MATERIAL SUPPLIED:

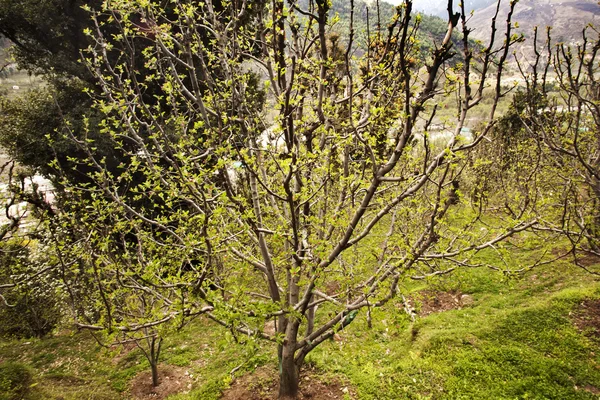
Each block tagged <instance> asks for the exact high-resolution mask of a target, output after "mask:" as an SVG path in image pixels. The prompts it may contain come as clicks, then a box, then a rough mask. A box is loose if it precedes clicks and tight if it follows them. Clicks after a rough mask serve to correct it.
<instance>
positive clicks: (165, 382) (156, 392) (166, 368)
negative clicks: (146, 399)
mask: <svg viewBox="0 0 600 400" xmlns="http://www.w3.org/2000/svg"><path fill="white" fill-rule="evenodd" d="M158 376H159V378H158V379H159V384H158V386H157V387H152V373H151V372H150V371H149V370H148V371H144V372H141V373H139V374H138V375H136V377H135V378H133V380H132V381H131V383H130V391H129V392H130V394H131V398H133V399H139V400H145V399H153V400H162V399H164V398H166V397H167V396H169V395H172V394H175V393H187V392H188V391H189V390H190V389H191V388H192V376H191V375H190V374H189V372H188V371H187V370H186V369H185V368H180V367H174V366H172V365H159V366H158Z"/></svg>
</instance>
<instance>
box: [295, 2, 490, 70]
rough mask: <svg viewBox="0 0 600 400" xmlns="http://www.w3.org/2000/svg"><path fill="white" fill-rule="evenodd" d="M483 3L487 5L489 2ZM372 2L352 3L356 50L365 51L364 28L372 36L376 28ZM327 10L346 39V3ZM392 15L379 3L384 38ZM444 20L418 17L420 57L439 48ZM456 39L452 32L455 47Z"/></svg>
mask: <svg viewBox="0 0 600 400" xmlns="http://www.w3.org/2000/svg"><path fill="white" fill-rule="evenodd" d="M485 1H488V2H489V0H485ZM303 3H307V1H301V2H300V4H301V5H302V4H303ZM372 3H373V2H364V1H360V0H359V1H356V2H355V14H354V24H355V25H354V28H355V33H356V42H355V43H356V46H357V48H358V49H359V50H365V49H366V32H367V25H368V26H369V30H370V32H371V33H372V34H374V33H375V31H376V29H377V23H378V21H377V10H376V7H375V5H374V4H372ZM473 3H480V1H474V2H473ZM415 7H418V4H417V3H415ZM367 9H368V10H367ZM444 9H445V8H444ZM331 11H332V15H337V16H338V17H339V22H338V23H337V25H336V26H335V27H334V30H337V31H338V32H340V33H341V34H342V38H345V37H347V32H348V27H349V25H350V3H349V2H348V1H347V0H334V1H333V2H332V10H331ZM417 12H418V10H417ZM394 14H395V9H394V6H393V5H392V4H390V3H387V2H384V1H381V2H380V14H379V21H380V24H381V29H382V34H383V35H385V32H386V27H387V25H388V23H389V21H391V20H392V18H393V17H394ZM442 15H443V14H442ZM445 18H446V16H445V15H444V16H443V18H440V17H438V16H435V15H427V14H421V22H420V25H419V31H418V33H417V38H418V39H419V43H420V49H421V54H422V55H423V57H424V58H426V57H428V56H429V54H430V53H431V52H432V51H433V50H434V49H435V48H436V46H437V45H439V43H441V41H442V40H443V38H444V36H445V34H446V29H447V21H446V19H445ZM413 22H414V19H413ZM460 37H461V35H460V34H459V33H458V32H457V31H455V34H454V35H453V41H454V42H455V44H458V42H459V41H460Z"/></svg>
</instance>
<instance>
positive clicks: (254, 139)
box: [62, 0, 536, 399]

TASK REQUIREMENTS: Apart from the pictures, the whole listing should be reproduced exactly.

SOLUTION:
Each block tagged <instance> asks for the exact high-resolution mask of a target, output after "mask:" as an SVG path in image pixels. The prompts it may contain come as clicks, then a box, then a rough mask. A box is loose if it precedes clicks and tight if it follows them. Clicks after a rough mask serve to correct it.
<instance>
positive clicks: (165, 382) (156, 392) (166, 368)
negative clicks: (146, 399)
mask: <svg viewBox="0 0 600 400" xmlns="http://www.w3.org/2000/svg"><path fill="white" fill-rule="evenodd" d="M158 376H159V378H158V379H159V384H158V386H157V387H152V373H151V372H150V371H149V370H148V371H144V372H141V373H139V374H138V375H136V377H135V378H133V380H132V381H131V383H130V391H129V392H130V394H131V398H133V399H139V400H145V399H153V400H162V399H164V398H166V397H167V396H169V395H172V394H175V393H187V392H188V391H189V390H190V389H191V388H192V376H191V375H190V374H189V372H188V371H187V370H186V369H185V368H180V367H174V366H172V365H159V366H158Z"/></svg>
</instance>
<instance>
box: [295, 2, 490, 70]
rough mask: <svg viewBox="0 0 600 400" xmlns="http://www.w3.org/2000/svg"><path fill="white" fill-rule="evenodd" d="M483 3L487 5L489 2ZM372 2L352 3L356 50L365 51L364 28L372 36L376 28ZM327 10L346 39V3ZM392 15L379 3L384 38ZM444 20L418 17L420 57L439 48ZM456 39L452 32L455 47Z"/></svg>
mask: <svg viewBox="0 0 600 400" xmlns="http://www.w3.org/2000/svg"><path fill="white" fill-rule="evenodd" d="M485 1H488V2H489V0H485ZM303 3H307V1H301V2H300V4H301V5H302V4H303ZM372 3H373V2H364V1H360V0H359V1H356V2H355V14H354V24H355V25H354V28H355V33H356V42H355V43H356V46H357V48H358V49H359V50H365V49H366V32H367V25H368V26H369V30H370V32H371V33H372V34H374V33H375V31H376V29H377V23H378V21H377V10H376V7H375V5H374V4H372ZM473 3H480V1H474V2H473ZM415 7H418V4H417V3H415ZM367 9H368V10H367ZM444 9H445V8H444ZM331 11H332V15H337V16H338V17H339V22H338V23H337V25H336V26H335V27H334V30H337V31H338V32H340V33H341V34H342V38H345V37H347V32H348V27H349V25H350V3H349V2H348V1H347V0H334V1H333V2H332V10H331ZM417 12H418V10H417ZM394 14H395V9H394V6H393V5H392V4H390V3H387V2H384V1H381V2H380V14H379V21H380V24H381V29H382V34H383V35H385V32H386V27H387V25H388V23H389V21H391V20H392V18H393V17H394ZM442 15H443V14H442ZM445 18H446V16H445V15H444V16H443V18H440V17H438V16H435V15H427V14H421V22H420V25H419V31H418V33H417V38H418V39H419V43H420V49H421V54H422V55H423V57H424V58H426V57H428V56H429V54H430V53H431V52H432V51H433V50H434V49H435V48H436V46H437V45H439V43H441V41H442V40H443V38H444V36H445V34H446V29H447V21H446V19H445ZM413 22H414V19H413ZM460 37H461V35H460V34H459V33H458V32H457V31H455V34H454V35H453V41H454V42H455V44H458V42H459V41H460Z"/></svg>
</instance>
<instance>
positive clicks: (254, 139)
box: [62, 0, 536, 399]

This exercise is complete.